*** Block opens ***
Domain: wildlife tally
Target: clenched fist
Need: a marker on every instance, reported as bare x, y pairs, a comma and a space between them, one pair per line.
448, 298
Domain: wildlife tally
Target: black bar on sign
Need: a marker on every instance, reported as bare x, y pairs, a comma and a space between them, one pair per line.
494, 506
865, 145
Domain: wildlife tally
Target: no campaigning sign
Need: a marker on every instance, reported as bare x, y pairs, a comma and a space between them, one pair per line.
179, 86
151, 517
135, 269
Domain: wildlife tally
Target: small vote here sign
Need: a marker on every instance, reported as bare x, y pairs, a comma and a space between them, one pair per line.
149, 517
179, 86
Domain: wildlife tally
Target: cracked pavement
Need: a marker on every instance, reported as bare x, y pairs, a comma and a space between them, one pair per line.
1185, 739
*** Block closes ***
● **Exercise directions**: The string "sign" marks the lines to return from the material. Copy each one.

● **Completed task**:
Target: black bar on sign
Target: no campaigning sign
Target: small vote here sign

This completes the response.